◆ Problem details:
Beginning at the line that contains "column 611, row 238", write out every line down to the end of the records, with both ends kept and nothing added.

Data extracts section start

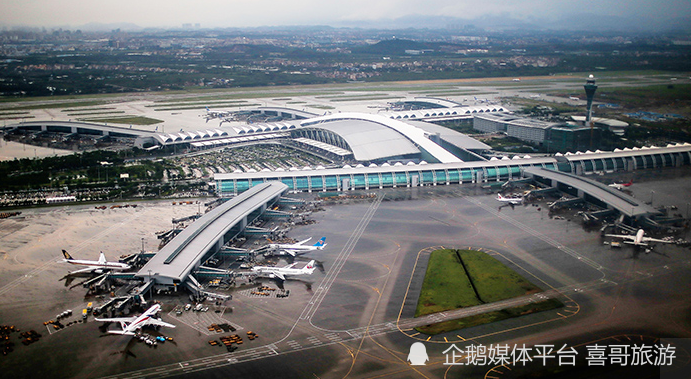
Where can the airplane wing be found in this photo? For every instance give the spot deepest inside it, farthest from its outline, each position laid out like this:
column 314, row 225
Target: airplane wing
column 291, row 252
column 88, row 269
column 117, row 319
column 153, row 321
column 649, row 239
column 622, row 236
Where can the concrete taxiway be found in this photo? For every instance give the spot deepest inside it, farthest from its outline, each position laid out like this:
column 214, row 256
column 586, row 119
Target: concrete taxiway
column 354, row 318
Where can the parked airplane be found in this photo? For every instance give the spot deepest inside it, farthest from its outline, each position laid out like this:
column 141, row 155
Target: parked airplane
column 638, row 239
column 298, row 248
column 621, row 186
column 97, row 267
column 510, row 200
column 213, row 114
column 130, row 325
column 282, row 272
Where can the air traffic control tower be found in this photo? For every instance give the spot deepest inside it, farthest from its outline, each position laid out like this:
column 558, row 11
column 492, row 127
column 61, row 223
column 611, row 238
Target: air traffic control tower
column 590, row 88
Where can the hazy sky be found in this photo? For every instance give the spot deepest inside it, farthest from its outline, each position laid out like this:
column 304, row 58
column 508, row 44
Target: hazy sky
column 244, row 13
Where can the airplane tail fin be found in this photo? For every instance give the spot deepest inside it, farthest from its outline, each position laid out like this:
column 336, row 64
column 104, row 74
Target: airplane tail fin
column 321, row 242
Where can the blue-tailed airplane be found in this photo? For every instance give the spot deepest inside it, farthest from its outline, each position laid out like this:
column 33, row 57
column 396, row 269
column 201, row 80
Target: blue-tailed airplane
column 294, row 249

Data extracts section end

◆ Final answer:
column 611, row 238
Target: air traffic control tower
column 590, row 88
Where can the hazy sky be found in this photo? For every instance give the spot deepest inside it, farthest from its outline, each position laid out like this:
column 304, row 58
column 508, row 44
Target: hazy sky
column 244, row 13
Where can the airplane tail fin be found in this photo? For every instance give the spot deepest inside it, farthest from its outline, each position laid out like this:
column 336, row 64
column 104, row 74
Target: airplane tail fin
column 321, row 242
Where can the blue-tailed airplane be found in this photo? For every instance give the spot deepest inside it, farthest from its outline, each position laid out like this:
column 33, row 57
column 396, row 269
column 201, row 80
Target: blue-tailed airplane
column 294, row 249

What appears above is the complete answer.